Pictures appear among the records. Write out all else exactly as it stands.

•••••

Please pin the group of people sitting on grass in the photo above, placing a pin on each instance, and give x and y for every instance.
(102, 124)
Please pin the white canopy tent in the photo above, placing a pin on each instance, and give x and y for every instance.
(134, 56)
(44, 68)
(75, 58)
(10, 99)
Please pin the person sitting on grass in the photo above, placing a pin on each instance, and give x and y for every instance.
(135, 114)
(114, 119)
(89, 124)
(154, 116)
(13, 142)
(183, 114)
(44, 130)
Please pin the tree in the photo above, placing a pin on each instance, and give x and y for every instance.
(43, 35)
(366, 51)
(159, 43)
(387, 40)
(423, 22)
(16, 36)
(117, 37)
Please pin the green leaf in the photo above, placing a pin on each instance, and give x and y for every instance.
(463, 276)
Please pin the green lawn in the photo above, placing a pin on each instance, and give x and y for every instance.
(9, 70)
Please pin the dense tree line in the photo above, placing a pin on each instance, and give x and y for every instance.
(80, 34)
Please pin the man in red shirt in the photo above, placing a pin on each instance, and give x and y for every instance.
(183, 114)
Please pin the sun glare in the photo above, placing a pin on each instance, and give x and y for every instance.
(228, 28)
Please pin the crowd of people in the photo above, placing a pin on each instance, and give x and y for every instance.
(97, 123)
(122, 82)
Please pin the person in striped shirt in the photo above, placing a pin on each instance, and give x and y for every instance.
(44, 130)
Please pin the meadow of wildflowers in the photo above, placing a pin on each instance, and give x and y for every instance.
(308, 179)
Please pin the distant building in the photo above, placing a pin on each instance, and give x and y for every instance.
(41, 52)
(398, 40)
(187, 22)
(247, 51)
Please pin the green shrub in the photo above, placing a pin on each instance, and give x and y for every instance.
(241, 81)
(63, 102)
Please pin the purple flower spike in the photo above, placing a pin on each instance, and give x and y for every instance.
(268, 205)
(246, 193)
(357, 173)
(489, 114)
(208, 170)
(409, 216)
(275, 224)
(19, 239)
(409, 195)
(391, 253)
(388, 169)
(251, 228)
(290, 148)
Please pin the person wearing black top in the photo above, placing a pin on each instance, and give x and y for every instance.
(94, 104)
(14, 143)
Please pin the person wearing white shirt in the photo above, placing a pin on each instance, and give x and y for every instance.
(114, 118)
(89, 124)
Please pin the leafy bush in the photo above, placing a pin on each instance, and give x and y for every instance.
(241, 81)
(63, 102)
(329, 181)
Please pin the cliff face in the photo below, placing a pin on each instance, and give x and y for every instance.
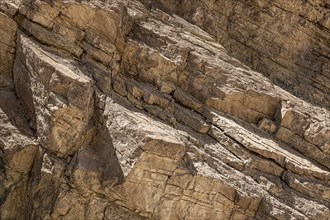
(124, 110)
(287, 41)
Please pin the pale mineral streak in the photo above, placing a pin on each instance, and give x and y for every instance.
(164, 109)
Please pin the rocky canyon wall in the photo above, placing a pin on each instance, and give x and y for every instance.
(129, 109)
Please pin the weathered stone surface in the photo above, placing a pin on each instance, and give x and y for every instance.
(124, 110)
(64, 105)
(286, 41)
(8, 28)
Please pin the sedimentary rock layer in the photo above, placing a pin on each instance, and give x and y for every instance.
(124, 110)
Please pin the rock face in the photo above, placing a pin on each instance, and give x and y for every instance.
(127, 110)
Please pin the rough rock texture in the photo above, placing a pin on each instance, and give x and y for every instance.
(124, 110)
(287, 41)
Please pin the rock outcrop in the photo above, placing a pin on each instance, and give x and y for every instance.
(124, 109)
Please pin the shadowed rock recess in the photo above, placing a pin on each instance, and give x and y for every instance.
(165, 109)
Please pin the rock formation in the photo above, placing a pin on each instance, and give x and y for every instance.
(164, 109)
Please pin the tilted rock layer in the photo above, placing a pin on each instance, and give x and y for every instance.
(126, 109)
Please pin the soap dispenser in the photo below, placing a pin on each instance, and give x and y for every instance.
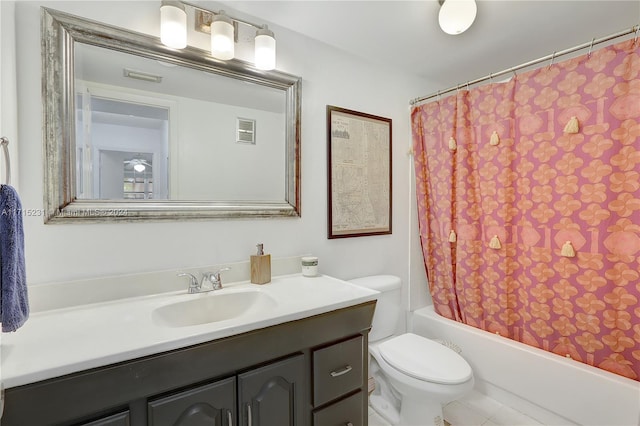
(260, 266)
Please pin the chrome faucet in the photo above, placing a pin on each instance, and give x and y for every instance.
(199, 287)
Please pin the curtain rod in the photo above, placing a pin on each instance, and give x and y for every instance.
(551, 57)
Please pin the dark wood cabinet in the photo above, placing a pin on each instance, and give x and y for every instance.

•••••

- **Output**
Please pin the group of people sitting on grass in the photo above, placing a pin on each instance, and give x and y for every instance.
(102, 124)
Please pin the white canopy tent in the photo above, placing a pin on each instance, and give x and y for every instance.
(134, 56)
(44, 68)
(75, 58)
(10, 99)
Please pin the person sitting on grass in the photo above, placing a pin on each instance, and give x and y for every instance.
(135, 114)
(114, 119)
(89, 124)
(154, 116)
(13, 142)
(183, 114)
(44, 130)
Please pin the tree in the photo above, placing a pin on each instance, and give x and y for every instance.
(43, 35)
(366, 51)
(159, 43)
(387, 40)
(423, 22)
(16, 36)
(117, 37)
Please pin the green leaf in the photo above, placing a pin on each instance, and give x and y for every instance.
(463, 276)
Please pin the green lawn in the photo above, placing a pin on each instance, and give x and y for every instance.
(9, 70)
Please pin the dense tree line in the photo above, placing a pin on each instance, and give x and y for every instance.
(80, 34)
Please pin the man in red shirt in the photo above, placing a pin on each instance, and give x and y for every instance.
(183, 114)
Please pin the sun glare in the photo above, placing a pin on each instance, and give x and y for every instance.
(228, 28)
Please pin the crowd of people in the photo above, placing a pin on each instance, and give x and y for every instance.
(97, 123)
(122, 82)
Please pin the person in striped shirt in the photo above, placing a pin on each instance, and give x and y for every instance.
(44, 130)
Please pin the meadow of wildflowers in the photo above, placing a pin on each instance, and give x and y for every instance.
(308, 179)
Please pin the distant building in the photo above, placing a pin on each instance, and give x and y for every instance.
(41, 52)
(398, 40)
(187, 22)
(247, 51)
Please pin the green shrub in the photo above, placing a pin on each instance, and give x and y for every instance.
(241, 81)
(63, 102)
Please pin the purple flower spike in the photo above, placing a pin on each instance, and give x and y for every instance.
(268, 205)
(246, 193)
(357, 173)
(489, 114)
(208, 170)
(409, 216)
(275, 224)
(19, 239)
(409, 195)
(391, 253)
(388, 169)
(251, 228)
(290, 148)
Please pin the person wearing black top in the photo above, placing a pin on each instance, and give x and y for every instance.
(94, 104)
(14, 143)
Please pin the person wearing white shirt in the photo above, placing a pin on each instance, and give x and y for every instance.
(114, 118)
(89, 124)
Please pin the leafy bush in the photo above, placing a pin on each instance, and give x and y for every instance.
(241, 81)
(63, 102)
(329, 181)
Please pin the cliff face in the photo below, placing a pin on each instance, and give x and y for every instance.
(124, 110)
(287, 41)
Please pin the pale mineral streak in the photo above, placing a pin on each instance, and give x and y for every instance.
(164, 109)
Please pin the rocky canyon wall in the photo above, placing a pin on each instance, and give x and y for every instance.
(129, 109)
Please pin the weathered stone surface in the photo above, placing a pin on each instance, and give x and y for every instance.
(124, 110)
(64, 105)
(286, 41)
(8, 28)
Please pin the sedimentary rock layer in the photo above, placing a pin on each instance, and give x and y for every instance.
(124, 110)
Please pin the rock face in the photo above, placing a pin on each instance, and give x and y for every instance.
(127, 110)
Please pin the rough rock texture in the photo above, placing a pin on each instance, and give x and y for every instance.
(124, 110)
(287, 41)
Please pin the rock outcrop in the photo above, placing a pin on each instance, and give x and y for every instance.
(124, 109)
Please pin the shadowed rock recess in the photo above, placing a pin on each instance, and give x and y for every instance.
(165, 109)
Please pin the rock formation in the photo above, placing a pin on each instance, and give x and y for every instance.
(164, 109)
Please pin the tilted rock layer in the photo above, placing a pin on each instance, and give x and y for every instance.
(126, 109)
Please pin the soap dispenser in the photo below, placing a pin on each instance, and give x and y for every instance.
(260, 266)
Please pin the chrome faucet in the photo above, placing a pin on each instance, and give x and y for every instance.
(199, 287)
Please pin the curtain rod in the photo above, placing a pin on each instance, and give x and y for every instance.
(551, 57)
Please pin the dark wood cabinet in the photo above, placing a pin on each instance, and give x and y for every instance.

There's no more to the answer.